REQUIREMENT:
Select every line below that contains the word "above", and copy each one out. Case counts.

MATERIAL FOR THE TASK:
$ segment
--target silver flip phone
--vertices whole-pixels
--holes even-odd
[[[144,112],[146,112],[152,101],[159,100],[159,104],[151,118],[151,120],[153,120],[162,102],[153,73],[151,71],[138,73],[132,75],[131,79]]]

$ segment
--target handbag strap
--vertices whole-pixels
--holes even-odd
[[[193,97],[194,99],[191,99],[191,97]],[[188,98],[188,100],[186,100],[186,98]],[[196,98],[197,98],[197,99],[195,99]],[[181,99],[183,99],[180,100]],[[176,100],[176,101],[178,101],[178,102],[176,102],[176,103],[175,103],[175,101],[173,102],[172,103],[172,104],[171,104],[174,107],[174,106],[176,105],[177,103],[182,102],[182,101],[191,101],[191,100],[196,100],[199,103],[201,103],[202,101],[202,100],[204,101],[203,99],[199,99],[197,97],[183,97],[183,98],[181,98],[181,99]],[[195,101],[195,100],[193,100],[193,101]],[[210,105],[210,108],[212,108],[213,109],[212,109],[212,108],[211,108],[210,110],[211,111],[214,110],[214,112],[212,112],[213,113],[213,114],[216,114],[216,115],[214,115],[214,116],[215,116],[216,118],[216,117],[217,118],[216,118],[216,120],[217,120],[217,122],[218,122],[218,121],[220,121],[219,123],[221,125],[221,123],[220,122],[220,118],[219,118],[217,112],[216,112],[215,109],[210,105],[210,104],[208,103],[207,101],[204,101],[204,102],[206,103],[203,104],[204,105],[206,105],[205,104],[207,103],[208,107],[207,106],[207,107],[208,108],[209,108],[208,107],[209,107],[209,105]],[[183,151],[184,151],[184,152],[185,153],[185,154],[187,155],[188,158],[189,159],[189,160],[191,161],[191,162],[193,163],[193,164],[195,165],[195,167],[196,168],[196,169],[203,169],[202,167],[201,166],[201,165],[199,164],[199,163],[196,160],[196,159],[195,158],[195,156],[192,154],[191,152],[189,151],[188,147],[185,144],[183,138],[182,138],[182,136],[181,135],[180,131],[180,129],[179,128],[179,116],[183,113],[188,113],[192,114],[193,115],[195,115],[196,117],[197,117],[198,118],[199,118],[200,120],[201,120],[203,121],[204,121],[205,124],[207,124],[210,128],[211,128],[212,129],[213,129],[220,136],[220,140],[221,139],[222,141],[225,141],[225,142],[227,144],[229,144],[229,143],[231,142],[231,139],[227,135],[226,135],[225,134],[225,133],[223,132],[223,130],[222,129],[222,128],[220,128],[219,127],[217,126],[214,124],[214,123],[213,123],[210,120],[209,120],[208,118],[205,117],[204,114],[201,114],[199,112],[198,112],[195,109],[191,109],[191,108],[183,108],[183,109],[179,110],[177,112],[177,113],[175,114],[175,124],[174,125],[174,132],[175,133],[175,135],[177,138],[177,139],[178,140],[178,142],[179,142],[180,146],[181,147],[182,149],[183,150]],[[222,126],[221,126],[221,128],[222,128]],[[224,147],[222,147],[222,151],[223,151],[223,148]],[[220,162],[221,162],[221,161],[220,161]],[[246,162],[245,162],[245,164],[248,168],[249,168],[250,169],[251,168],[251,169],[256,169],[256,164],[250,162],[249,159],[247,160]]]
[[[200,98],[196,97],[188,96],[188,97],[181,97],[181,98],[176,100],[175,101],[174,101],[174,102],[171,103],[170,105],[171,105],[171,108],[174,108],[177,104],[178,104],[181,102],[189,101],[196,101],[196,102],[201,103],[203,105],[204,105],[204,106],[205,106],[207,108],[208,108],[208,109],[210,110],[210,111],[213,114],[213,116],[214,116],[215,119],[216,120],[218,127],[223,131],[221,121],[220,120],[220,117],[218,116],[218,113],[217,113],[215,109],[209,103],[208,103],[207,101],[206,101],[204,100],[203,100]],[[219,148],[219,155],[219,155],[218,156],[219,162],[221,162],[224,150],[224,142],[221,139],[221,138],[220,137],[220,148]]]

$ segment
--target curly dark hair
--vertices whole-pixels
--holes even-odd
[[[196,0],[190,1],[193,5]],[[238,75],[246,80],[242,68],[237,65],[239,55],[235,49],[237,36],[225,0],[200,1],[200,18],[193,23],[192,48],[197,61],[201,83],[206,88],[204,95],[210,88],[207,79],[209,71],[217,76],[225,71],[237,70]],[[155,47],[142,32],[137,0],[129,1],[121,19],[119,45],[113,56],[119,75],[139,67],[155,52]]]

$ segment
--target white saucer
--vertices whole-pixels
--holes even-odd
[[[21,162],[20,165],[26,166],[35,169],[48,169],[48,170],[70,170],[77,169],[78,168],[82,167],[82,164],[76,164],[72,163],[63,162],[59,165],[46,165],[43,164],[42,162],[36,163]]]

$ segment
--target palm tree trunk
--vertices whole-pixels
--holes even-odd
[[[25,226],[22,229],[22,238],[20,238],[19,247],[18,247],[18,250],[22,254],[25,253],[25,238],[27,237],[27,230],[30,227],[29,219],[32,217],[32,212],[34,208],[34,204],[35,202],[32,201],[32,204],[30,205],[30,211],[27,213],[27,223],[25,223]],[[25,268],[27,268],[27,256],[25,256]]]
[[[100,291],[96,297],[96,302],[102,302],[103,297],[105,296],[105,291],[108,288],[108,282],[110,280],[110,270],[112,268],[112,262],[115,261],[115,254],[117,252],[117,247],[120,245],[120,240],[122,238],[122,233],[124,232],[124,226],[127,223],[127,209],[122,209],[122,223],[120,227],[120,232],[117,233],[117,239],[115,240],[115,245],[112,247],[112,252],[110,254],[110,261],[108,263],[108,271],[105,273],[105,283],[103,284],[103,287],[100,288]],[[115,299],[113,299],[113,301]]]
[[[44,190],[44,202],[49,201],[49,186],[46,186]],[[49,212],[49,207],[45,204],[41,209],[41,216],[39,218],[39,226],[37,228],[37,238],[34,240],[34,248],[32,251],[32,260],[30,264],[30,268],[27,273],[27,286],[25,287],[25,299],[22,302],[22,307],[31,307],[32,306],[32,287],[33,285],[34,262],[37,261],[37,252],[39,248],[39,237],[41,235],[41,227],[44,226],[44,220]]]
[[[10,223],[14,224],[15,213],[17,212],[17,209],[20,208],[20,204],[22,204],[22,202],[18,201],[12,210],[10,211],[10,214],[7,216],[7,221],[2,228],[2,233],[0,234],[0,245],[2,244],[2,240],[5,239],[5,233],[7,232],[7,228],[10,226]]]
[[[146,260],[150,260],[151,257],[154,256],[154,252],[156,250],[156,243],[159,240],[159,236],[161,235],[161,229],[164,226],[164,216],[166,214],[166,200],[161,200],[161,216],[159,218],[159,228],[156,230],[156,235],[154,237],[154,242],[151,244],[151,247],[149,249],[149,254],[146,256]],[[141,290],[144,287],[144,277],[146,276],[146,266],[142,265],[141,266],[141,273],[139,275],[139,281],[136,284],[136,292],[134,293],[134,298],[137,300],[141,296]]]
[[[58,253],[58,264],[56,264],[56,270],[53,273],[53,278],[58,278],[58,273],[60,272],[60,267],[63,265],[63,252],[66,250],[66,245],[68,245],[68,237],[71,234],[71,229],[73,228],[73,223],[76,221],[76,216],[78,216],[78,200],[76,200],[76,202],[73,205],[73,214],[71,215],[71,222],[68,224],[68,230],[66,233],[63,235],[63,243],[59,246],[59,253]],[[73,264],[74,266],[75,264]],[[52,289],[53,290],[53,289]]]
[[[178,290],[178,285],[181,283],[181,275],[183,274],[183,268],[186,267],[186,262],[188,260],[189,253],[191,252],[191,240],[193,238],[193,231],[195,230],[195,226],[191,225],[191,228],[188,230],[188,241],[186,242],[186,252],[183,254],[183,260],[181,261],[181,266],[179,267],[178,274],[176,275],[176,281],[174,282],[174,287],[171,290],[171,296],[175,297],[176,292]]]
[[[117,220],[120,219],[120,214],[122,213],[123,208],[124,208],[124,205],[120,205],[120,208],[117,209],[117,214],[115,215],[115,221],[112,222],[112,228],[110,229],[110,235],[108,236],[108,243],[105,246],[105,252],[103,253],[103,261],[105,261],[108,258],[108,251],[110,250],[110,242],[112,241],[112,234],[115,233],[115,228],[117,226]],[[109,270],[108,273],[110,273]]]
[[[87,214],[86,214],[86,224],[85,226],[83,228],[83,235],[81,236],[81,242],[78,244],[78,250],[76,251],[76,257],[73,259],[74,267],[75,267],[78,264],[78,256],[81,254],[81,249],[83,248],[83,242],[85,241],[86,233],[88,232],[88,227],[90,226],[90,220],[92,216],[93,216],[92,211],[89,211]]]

...

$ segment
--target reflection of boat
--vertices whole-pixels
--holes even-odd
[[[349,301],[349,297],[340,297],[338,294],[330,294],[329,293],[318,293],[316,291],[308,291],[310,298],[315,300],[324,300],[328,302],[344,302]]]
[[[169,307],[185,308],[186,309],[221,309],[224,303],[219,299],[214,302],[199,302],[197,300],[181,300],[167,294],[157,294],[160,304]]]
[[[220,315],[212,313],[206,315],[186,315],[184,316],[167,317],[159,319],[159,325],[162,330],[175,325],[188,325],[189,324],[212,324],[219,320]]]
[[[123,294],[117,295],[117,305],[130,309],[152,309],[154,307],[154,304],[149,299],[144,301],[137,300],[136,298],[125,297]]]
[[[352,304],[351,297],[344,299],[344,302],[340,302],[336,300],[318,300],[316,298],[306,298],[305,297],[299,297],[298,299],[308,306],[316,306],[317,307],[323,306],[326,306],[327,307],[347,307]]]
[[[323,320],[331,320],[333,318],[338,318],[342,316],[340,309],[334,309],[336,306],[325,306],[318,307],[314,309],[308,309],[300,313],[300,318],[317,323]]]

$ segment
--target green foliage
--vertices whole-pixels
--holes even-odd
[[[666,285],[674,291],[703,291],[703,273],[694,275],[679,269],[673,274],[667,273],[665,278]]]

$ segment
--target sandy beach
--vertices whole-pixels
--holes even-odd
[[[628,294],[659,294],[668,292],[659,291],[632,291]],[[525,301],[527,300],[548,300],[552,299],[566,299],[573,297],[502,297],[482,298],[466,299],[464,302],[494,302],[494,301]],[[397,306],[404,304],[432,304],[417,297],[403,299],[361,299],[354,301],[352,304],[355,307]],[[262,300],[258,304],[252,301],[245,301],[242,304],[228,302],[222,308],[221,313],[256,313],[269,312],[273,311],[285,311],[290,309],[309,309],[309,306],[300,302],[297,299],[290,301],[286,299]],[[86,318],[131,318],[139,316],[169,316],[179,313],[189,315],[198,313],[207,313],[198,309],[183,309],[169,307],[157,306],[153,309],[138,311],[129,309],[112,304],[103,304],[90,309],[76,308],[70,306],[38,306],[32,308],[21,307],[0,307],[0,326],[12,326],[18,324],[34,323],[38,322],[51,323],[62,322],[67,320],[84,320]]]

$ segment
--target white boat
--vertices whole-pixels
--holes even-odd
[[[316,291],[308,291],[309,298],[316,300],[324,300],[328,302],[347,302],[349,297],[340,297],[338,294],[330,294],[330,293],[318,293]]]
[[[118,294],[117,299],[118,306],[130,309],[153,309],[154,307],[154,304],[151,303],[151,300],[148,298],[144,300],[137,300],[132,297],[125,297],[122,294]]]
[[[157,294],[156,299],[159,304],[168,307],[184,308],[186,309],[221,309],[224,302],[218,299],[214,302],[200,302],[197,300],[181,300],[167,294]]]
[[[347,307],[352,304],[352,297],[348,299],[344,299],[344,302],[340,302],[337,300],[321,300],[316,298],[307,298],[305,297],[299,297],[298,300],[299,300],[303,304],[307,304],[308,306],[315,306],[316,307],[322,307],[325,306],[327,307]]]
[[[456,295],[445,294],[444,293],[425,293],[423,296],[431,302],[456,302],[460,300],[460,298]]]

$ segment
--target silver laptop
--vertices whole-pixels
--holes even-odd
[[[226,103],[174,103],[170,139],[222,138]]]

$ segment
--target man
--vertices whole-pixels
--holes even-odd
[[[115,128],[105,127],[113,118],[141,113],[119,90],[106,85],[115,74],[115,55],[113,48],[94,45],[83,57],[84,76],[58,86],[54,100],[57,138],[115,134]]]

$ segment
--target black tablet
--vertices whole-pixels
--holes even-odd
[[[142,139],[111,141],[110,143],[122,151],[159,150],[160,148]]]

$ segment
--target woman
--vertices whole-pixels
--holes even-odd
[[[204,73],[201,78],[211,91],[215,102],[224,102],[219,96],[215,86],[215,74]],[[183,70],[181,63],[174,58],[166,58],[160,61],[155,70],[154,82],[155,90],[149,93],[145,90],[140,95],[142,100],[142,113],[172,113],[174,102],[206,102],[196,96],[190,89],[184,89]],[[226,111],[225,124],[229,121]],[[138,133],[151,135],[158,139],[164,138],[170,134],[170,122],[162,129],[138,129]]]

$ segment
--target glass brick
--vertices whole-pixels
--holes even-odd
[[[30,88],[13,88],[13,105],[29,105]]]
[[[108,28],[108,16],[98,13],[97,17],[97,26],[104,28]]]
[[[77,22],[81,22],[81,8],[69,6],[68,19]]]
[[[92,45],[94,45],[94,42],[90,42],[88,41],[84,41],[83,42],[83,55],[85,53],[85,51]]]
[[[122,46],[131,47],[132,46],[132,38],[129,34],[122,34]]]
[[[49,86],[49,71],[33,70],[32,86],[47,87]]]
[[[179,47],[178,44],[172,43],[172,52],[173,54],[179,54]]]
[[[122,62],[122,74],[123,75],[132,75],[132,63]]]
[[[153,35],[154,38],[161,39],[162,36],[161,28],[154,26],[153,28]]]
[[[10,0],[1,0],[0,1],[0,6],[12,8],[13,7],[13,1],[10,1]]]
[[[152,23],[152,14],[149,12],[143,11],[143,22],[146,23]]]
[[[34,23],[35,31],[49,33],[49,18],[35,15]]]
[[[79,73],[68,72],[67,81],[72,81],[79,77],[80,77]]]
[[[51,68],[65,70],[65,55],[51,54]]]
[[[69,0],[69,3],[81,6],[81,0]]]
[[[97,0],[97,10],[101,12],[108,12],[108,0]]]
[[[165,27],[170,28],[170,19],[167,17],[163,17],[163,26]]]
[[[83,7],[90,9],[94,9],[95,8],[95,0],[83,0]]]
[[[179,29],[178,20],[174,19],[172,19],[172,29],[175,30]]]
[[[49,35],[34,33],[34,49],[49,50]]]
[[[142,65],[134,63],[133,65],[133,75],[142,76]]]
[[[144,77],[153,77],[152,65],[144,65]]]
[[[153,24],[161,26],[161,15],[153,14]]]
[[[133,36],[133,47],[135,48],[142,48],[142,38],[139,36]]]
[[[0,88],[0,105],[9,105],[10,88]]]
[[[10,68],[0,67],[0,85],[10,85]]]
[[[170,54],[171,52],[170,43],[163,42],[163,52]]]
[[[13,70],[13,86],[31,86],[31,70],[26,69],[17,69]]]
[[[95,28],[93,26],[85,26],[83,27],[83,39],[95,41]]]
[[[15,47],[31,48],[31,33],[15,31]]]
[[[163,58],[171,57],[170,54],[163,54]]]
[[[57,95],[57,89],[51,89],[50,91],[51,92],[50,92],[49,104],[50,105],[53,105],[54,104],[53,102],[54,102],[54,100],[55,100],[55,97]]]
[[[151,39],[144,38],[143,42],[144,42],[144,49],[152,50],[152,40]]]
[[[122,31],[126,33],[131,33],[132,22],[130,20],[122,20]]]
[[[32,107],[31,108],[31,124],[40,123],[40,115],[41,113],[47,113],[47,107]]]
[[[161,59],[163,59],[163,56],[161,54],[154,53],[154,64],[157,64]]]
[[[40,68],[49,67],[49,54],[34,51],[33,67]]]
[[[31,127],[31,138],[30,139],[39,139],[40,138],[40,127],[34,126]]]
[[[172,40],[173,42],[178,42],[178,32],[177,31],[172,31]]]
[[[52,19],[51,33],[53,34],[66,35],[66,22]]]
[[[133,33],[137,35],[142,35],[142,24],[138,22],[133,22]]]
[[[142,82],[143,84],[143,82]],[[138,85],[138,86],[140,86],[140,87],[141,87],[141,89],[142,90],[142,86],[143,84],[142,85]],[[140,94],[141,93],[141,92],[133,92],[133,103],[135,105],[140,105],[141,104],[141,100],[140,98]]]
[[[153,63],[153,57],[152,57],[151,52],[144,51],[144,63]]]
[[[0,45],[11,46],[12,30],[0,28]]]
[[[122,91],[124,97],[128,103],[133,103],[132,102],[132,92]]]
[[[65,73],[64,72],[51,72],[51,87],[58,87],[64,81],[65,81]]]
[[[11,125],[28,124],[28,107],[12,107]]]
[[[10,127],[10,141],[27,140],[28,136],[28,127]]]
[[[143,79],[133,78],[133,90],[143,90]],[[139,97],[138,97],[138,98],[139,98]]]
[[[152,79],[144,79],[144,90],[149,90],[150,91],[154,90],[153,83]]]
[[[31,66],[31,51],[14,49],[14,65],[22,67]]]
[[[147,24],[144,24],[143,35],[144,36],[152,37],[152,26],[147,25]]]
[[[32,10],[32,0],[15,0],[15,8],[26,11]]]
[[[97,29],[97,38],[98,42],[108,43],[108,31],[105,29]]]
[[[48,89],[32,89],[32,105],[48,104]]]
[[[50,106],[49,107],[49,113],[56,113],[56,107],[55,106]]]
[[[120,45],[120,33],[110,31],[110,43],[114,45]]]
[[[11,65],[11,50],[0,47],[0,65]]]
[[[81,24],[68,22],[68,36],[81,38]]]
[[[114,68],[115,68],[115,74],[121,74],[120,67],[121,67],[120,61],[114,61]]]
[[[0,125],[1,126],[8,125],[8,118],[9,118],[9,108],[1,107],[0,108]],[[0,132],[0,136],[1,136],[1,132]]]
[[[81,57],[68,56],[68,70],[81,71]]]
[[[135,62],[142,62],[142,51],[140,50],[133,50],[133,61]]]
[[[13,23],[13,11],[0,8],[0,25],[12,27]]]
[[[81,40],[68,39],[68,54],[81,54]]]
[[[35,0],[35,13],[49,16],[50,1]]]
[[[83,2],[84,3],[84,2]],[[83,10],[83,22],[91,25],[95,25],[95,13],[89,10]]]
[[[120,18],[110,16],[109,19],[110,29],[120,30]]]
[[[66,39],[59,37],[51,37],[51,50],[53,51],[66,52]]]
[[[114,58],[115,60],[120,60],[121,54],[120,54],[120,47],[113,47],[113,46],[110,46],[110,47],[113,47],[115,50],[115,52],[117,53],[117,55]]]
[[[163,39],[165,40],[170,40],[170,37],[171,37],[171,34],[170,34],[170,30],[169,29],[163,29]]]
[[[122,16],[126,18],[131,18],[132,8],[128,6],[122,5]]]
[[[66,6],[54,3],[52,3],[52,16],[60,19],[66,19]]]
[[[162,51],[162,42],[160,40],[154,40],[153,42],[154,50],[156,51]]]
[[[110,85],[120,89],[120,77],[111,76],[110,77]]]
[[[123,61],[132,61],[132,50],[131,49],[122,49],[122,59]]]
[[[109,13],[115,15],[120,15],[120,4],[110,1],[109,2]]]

--

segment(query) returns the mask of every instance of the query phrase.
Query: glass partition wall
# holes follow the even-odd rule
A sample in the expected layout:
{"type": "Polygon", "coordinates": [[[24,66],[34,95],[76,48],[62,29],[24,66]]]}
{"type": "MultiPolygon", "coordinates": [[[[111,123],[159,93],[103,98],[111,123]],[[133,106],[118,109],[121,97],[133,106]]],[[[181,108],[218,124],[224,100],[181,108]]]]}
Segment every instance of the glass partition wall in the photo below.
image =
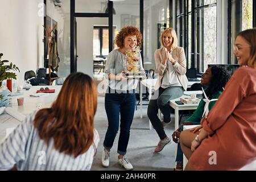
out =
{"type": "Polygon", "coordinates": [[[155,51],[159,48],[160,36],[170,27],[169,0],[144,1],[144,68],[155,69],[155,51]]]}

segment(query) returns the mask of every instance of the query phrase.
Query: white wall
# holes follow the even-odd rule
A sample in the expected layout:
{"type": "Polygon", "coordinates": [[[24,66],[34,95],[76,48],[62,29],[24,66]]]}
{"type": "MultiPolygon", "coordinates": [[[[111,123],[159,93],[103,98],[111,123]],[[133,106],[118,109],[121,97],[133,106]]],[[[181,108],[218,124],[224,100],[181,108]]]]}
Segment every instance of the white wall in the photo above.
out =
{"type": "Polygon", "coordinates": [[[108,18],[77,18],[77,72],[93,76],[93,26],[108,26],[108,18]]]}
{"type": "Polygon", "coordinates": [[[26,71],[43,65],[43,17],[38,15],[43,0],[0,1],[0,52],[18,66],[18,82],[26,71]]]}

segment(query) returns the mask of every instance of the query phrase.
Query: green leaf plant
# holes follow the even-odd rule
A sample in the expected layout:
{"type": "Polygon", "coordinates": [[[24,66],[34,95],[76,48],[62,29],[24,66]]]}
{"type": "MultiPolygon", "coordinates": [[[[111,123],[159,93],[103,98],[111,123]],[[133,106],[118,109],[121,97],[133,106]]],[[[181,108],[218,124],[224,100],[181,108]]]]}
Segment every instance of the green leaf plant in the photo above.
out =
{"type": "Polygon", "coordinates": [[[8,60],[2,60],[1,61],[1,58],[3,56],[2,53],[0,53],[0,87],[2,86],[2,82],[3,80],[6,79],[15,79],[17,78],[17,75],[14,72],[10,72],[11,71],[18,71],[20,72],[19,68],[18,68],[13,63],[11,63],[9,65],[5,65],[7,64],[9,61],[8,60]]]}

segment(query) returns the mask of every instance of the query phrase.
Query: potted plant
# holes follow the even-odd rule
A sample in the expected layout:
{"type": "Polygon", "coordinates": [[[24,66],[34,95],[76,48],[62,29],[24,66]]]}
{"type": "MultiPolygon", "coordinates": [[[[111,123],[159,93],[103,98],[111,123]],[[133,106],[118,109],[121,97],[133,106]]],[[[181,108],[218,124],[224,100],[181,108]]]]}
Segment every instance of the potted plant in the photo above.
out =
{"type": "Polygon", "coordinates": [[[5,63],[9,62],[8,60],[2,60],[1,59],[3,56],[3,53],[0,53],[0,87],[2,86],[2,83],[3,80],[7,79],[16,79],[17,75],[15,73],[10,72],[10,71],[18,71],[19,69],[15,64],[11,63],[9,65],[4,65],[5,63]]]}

TASK OUTPUT:
Segment every instance of the white wall in the photo above.
Segment every instance of the green leaf plant in the photo above.
Segment every instance of the potted plant in the photo above.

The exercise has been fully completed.